◆ WHAT THE EXERCISE ASKS ◆
Every record needs to be restated word for word.
===== RECORDS
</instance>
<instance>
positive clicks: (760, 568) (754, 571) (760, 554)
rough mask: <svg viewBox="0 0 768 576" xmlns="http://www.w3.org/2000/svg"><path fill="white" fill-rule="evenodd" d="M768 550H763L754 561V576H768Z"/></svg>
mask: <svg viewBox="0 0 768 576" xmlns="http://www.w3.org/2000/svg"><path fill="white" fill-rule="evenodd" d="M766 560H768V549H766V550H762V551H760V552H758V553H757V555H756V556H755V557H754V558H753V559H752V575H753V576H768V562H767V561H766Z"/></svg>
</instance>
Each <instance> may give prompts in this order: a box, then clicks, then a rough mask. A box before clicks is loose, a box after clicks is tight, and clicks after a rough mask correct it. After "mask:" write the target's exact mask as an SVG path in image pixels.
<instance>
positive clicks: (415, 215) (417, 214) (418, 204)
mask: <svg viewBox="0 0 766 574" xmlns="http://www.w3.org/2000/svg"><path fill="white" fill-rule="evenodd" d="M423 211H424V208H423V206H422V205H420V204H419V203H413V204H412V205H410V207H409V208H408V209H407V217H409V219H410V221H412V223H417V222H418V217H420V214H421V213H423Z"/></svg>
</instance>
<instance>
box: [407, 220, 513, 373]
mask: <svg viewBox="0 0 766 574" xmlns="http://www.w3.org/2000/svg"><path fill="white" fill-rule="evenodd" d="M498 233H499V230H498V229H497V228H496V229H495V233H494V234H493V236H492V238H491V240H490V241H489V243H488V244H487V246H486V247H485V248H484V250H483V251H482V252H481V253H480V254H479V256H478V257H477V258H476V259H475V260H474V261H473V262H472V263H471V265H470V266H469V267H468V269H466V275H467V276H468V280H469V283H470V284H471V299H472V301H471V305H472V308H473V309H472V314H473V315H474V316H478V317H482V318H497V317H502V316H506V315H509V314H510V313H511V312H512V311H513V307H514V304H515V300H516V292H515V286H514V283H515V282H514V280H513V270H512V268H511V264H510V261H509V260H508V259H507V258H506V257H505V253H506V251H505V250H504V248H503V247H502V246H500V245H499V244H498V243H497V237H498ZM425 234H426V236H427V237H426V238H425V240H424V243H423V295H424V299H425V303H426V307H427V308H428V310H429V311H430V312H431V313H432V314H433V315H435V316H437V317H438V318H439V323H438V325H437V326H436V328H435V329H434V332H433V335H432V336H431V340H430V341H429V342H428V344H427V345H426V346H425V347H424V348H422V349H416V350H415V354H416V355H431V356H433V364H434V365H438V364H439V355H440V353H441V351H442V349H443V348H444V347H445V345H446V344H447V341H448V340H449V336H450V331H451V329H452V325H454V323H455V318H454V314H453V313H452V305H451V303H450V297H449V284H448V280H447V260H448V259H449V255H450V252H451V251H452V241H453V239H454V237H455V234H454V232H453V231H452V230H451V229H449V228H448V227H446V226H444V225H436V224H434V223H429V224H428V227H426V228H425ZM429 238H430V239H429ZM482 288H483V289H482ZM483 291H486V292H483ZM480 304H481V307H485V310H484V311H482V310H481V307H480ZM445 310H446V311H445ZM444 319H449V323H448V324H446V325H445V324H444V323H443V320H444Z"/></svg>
==========
◆ RESULT OF THE EXERCISE ◆
</instance>
<instance>
positive clicks: (760, 568) (754, 571) (760, 554)
rough mask: <svg viewBox="0 0 768 576" xmlns="http://www.w3.org/2000/svg"><path fill="white" fill-rule="evenodd" d="M768 550H763L754 561V576H768Z"/></svg>
mask: <svg viewBox="0 0 768 576" xmlns="http://www.w3.org/2000/svg"><path fill="white" fill-rule="evenodd" d="M766 560H768V549H766V550H762V551H760V552H758V553H757V555H756V556H755V557H754V558H753V559H752V575H753V576H768V562H767V561H766Z"/></svg>
</instance>
Each <instance> may give prompts in this order: a box, then clicks, then a rough mask. A box before clicks is loose, a box after clicks is tight, and clicks after a rough mask correct it. After "mask:" write the target's exact mask as an SVG path in image pixels.
<instance>
positive clicks: (415, 215) (417, 214) (418, 204)
mask: <svg viewBox="0 0 766 574" xmlns="http://www.w3.org/2000/svg"><path fill="white" fill-rule="evenodd" d="M423 211H424V208H423V206H422V205H420V204H419V203H413V204H412V205H410V207H409V208H408V209H407V217H409V219H410V221H412V223H417V222H418V217H420V214H421V213H423Z"/></svg>
</instance>
<instance>
box: [407, 220, 513, 373]
mask: <svg viewBox="0 0 766 574" xmlns="http://www.w3.org/2000/svg"><path fill="white" fill-rule="evenodd" d="M498 233H499V230H498V229H497V228H496V229H495V233H494V234H493V236H492V238H491V240H490V241H489V243H488V244H487V246H486V247H485V248H484V250H483V251H482V252H481V253H480V254H479V256H478V257H477V258H476V259H475V260H474V261H473V262H472V263H471V265H470V266H469V267H468V269H466V275H467V276H468V280H469V283H470V284H471V299H472V301H471V305H472V308H473V309H472V314H473V315H474V316H478V317H482V318H497V317H502V316H506V315H509V314H510V313H511V312H512V311H513V307H514V304H515V300H516V292H515V286H514V283H515V282H514V280H513V270H512V268H511V264H510V261H509V260H508V259H507V258H506V257H505V253H506V251H505V250H504V248H503V247H502V246H500V245H499V244H498V243H497V237H498ZM425 234H426V236H427V237H426V238H425V240H424V243H423V295H424V299H425V303H426V307H427V308H428V310H429V311H430V312H431V313H432V314H433V315H435V316H437V317H438V318H439V323H438V325H437V326H436V328H435V329H434V332H433V335H432V336H431V340H430V341H429V342H428V344H427V345H426V346H425V347H424V348H422V349H416V350H415V354H416V355H431V356H433V364H434V365H438V364H439V355H440V353H441V351H442V349H443V348H444V347H445V345H446V344H447V341H448V340H449V336H450V331H451V329H452V325H454V323H455V318H454V314H453V313H452V305H451V303H450V297H449V284H448V280H447V260H448V259H449V255H450V252H451V251H452V241H453V239H454V237H455V234H454V232H453V231H452V230H451V229H449V228H448V227H446V226H444V225H436V224H434V223H429V224H428V227H426V228H425ZM429 238H430V239H429ZM482 288H483V289H482ZM483 291H486V292H483ZM480 304H481V307H485V310H484V311H482V310H481V307H480ZM445 310H446V311H445ZM444 319H449V323H448V324H446V325H445V324H444V323H443V320H444Z"/></svg>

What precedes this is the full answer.